-- What is being asked --
Please put the lines of the listing below into a JSON list of strings, one string per line, with blank lines left out. Include only the stretch from the line that contains "of the lower" through the end of the listing.
┌─ Listing
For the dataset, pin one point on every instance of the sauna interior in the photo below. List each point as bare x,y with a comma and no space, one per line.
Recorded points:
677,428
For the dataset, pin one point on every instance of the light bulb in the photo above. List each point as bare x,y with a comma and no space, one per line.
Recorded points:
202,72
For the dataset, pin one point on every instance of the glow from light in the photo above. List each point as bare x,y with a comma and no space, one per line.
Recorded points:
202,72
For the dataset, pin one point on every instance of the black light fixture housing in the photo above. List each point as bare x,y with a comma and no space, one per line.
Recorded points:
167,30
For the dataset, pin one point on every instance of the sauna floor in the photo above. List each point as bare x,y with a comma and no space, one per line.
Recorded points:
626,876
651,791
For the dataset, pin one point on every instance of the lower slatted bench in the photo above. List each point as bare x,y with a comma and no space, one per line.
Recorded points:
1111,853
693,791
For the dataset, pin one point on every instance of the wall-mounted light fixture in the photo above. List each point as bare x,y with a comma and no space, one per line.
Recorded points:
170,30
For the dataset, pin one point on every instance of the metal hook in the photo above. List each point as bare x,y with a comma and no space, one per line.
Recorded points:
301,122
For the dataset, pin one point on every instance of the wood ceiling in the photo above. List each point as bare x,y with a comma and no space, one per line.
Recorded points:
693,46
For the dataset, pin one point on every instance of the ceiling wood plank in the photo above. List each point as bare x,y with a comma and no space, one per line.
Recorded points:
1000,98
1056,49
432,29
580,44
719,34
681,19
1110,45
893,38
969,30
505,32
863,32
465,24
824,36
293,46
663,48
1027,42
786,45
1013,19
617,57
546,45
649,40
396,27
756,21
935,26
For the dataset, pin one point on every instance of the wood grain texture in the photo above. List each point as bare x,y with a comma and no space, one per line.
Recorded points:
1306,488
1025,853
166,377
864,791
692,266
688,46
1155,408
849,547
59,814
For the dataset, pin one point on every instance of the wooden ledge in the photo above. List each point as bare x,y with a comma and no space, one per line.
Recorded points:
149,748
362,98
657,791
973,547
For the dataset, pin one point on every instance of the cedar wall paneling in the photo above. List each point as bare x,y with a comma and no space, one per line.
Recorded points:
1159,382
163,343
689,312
└─
-- Output below --
[
  "For the dataset, pin one point on every instance of the lower slatted bench in the photo above. List each point as bare x,y with a comma and no space, one per line.",
  "Recorded points:",
  "1111,853",
  "693,791",
  "For the dataset, pin one point on every instance of the wall-mounted light fixture in the photo above. List each point as bare x,y with a comma and no space, one per line.",
  "Recorded points:",
  "170,30",
  "For the dataset, pin one point on every instance of the metal hook in the photo above. List each point as bare x,y with a comma and no space, one per line.",
  "Recorded points:",
  "301,122",
  "For the dataset, pin one point on every instance of the wood ceiling in the photo above. List each point as bare x,y with a comma and no space, one per line.",
  "Recorded points:",
  "693,46",
  "For the dataset, pin one point on every instance of the ceiling wood plank in the photo above. List each point as bare x,y with a comma and no space, one per line.",
  "Recorded points:",
  "1000,98",
  "1056,49",
  "432,29",
  "580,44",
  "719,34",
  "681,19",
  "1110,45",
  "893,38",
  "969,30",
  "505,32",
  "863,32",
  "465,24",
  "824,36",
  "293,46",
  "663,48",
  "1027,42",
  "786,45",
  "1013,19",
  "617,57",
  "546,45",
  "649,40",
  "396,27",
  "756,21",
  "935,26",
  "For the dataset, pin one point on every instance of the wood grain texture in the photo above. List each point as bare x,y with a comma and no space, one per line.",
  "Recorded points:",
  "1306,488",
  "1025,853",
  "166,377",
  "864,791",
  "692,266",
  "688,46",
  "1155,408",
  "849,547",
  "59,814",
  "For the dataset, pin one point on every instance of the wooden ledge in the photo above. List each point as bare x,y with a comma and no space, one per line.",
  "Recorded points:",
  "149,748",
  "362,98",
  "657,791",
  "973,547",
  "For the dataset, pin one point on every instance of the cedar wall paneling in the photo above. List each point as bare x,y with a comma and no space, one per line.",
  "Recorded points:",
  "1159,382",
  "163,343",
  "689,312"
]